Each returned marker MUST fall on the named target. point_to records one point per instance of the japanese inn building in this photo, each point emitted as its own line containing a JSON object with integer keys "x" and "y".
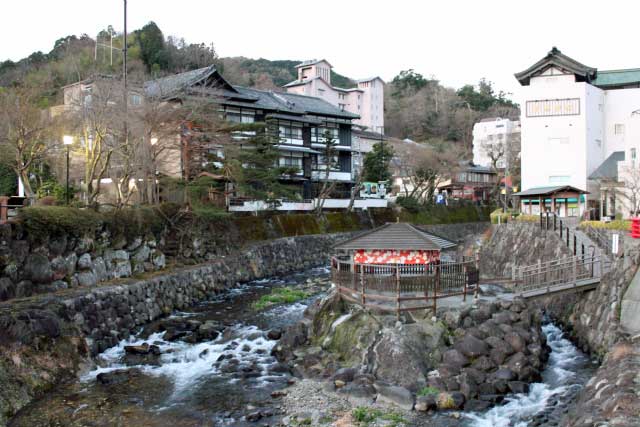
{"x": 580, "y": 132}
{"x": 299, "y": 121}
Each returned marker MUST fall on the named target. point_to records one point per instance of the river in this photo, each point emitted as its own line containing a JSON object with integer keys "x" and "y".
{"x": 222, "y": 381}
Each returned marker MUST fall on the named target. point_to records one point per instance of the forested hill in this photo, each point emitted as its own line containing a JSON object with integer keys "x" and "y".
{"x": 416, "y": 107}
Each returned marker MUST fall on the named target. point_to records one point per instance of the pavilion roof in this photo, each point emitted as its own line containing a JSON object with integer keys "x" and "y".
{"x": 398, "y": 236}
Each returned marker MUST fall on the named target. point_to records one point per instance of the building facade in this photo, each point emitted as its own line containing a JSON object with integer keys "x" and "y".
{"x": 366, "y": 100}
{"x": 573, "y": 118}
{"x": 299, "y": 122}
{"x": 492, "y": 138}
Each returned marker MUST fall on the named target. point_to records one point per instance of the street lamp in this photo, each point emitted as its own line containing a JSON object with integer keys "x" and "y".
{"x": 67, "y": 140}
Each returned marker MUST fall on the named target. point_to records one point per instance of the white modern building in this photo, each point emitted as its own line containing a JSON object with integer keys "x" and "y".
{"x": 573, "y": 119}
{"x": 491, "y": 137}
{"x": 366, "y": 100}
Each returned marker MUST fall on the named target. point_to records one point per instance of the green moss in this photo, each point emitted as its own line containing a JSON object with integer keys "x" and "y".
{"x": 280, "y": 296}
{"x": 426, "y": 391}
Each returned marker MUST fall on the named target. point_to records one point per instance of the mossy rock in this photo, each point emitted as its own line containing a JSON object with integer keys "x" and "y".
{"x": 352, "y": 337}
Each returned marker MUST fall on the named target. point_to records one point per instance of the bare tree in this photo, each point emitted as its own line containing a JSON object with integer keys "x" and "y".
{"x": 25, "y": 131}
{"x": 631, "y": 189}
{"x": 329, "y": 159}
{"x": 423, "y": 167}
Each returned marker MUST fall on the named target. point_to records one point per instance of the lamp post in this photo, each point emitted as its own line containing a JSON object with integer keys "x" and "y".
{"x": 67, "y": 140}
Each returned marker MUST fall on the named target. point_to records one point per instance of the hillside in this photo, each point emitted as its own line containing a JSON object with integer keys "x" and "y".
{"x": 415, "y": 107}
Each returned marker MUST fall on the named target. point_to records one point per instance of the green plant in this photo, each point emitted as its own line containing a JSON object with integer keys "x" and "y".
{"x": 618, "y": 224}
{"x": 425, "y": 391}
{"x": 280, "y": 296}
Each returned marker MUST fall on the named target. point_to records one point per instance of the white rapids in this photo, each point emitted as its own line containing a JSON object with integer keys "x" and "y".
{"x": 559, "y": 380}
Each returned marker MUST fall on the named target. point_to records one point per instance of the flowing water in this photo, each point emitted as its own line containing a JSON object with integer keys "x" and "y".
{"x": 567, "y": 370}
{"x": 219, "y": 382}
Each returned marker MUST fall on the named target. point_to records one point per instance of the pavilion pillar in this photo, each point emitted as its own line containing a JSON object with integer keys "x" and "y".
{"x": 540, "y": 204}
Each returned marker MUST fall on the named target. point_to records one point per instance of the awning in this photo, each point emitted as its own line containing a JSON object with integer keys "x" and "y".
{"x": 297, "y": 149}
{"x": 336, "y": 147}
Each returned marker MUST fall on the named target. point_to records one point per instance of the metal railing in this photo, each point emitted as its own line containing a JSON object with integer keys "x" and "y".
{"x": 403, "y": 287}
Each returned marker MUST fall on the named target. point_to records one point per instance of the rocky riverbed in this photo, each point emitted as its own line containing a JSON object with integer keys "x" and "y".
{"x": 231, "y": 361}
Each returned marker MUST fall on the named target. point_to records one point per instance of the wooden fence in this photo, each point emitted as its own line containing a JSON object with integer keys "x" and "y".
{"x": 403, "y": 287}
{"x": 557, "y": 275}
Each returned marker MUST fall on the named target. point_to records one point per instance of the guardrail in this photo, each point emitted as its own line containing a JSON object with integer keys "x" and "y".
{"x": 403, "y": 287}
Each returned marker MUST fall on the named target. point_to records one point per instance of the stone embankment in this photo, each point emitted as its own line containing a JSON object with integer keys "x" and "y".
{"x": 469, "y": 360}
{"x": 47, "y": 339}
{"x": 601, "y": 322}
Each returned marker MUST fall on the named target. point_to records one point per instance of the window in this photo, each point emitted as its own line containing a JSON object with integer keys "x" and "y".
{"x": 292, "y": 160}
{"x": 135, "y": 99}
{"x": 321, "y": 163}
{"x": 290, "y": 132}
{"x": 318, "y": 134}
{"x": 237, "y": 115}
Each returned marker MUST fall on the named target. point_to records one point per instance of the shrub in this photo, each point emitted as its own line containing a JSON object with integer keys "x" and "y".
{"x": 411, "y": 204}
{"x": 43, "y": 221}
{"x": 618, "y": 224}
{"x": 425, "y": 391}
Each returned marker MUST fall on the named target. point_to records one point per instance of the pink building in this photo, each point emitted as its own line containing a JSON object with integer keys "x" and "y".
{"x": 365, "y": 100}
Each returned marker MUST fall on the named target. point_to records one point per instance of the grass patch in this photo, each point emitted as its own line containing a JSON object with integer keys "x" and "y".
{"x": 426, "y": 391}
{"x": 364, "y": 416}
{"x": 280, "y": 296}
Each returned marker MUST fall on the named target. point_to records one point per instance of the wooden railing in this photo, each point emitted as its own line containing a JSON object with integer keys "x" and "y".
{"x": 403, "y": 287}
{"x": 552, "y": 276}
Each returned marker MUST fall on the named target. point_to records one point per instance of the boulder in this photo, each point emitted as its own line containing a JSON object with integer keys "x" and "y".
{"x": 426, "y": 403}
{"x": 37, "y": 269}
{"x": 476, "y": 405}
{"x": 84, "y": 262}
{"x": 454, "y": 357}
{"x": 471, "y": 346}
{"x": 518, "y": 387}
{"x": 515, "y": 341}
{"x": 394, "y": 395}
{"x": 87, "y": 278}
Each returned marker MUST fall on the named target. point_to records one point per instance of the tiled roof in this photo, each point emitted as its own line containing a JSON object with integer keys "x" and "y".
{"x": 608, "y": 170}
{"x": 400, "y": 236}
{"x": 608, "y": 78}
{"x": 244, "y": 96}
{"x": 555, "y": 58}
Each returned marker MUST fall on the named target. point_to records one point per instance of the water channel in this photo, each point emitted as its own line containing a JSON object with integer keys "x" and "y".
{"x": 218, "y": 382}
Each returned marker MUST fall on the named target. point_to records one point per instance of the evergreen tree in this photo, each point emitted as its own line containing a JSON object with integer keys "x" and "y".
{"x": 376, "y": 163}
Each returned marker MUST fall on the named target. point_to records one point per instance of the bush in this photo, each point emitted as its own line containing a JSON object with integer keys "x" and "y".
{"x": 40, "y": 222}
{"x": 411, "y": 204}
{"x": 618, "y": 224}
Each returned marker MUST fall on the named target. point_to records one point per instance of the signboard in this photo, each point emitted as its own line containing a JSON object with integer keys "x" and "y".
{"x": 553, "y": 107}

_Description of the task_
Render the rows from the line containing "of the boulder" through the end of the rows as a two-column CSV with the columns instruction and points, one entry per row. Put each row's text and its answer in a single quoted field, with line breaks replaced by spaces.

_Response_
instruction,points
"Each returned marker MUST fall on the named target. point_to records one point per instance of the boulder in this photo, each point emitted as its own line containing a JSON object with integer keys ""x"" and ""y"".","{""x"": 426, ""y"": 403} {""x"": 37, ""y"": 269} {""x"": 476, ""y"": 405} {""x"": 84, ""y"": 262} {""x"": 454, ""y"": 357} {""x"": 471, ""y"": 346} {""x"": 518, ""y"": 387} {""x"": 515, ""y"": 341} {""x"": 394, ""y"": 395} {""x"": 87, ""y"": 278}"
"Each returned marker MUST fall on the named target. point_to records one point per instance of the tiled roof in this photo, each point emitted as its own line containing a JSON object with integer keys ""x"" and ""y"".","{""x"": 608, ""y"": 170} {""x"": 400, ""y"": 236} {""x"": 608, ""y"": 78} {""x"": 244, ""y"": 96} {""x"": 555, ""y"": 58}"
"Each returned marker MUST fall on the named target. point_to records one point per instance of the water channel in this photo, each point emitted as its own line containing a JSON object with integer keys ""x"" and ""y"".","{""x"": 218, ""y"": 382}"
"Each returned marker MUST fall on the named target. point_to records one point per instance of the evergreen tree in this photo, each point emitted as its own line containing a JSON object with integer keys ""x"" and ""y"".","{""x"": 376, ""y"": 163}"
"Each returned marker MUST fall on the named target. point_to records one point per instance of the bush in this photo, each point emitted as its own line containing a JSON object with integer keys ""x"" and ""y"".","{""x"": 40, ""y"": 222} {""x"": 411, ""y"": 204} {""x"": 618, ""y"": 224}"
"Each returned marker MUST fall on the named target. point_to records one point per instance of the signboard in this photo, each point emitted as its own line containing a JSON object with integer keys ""x"" and ""y"".","{""x"": 553, ""y"": 107}"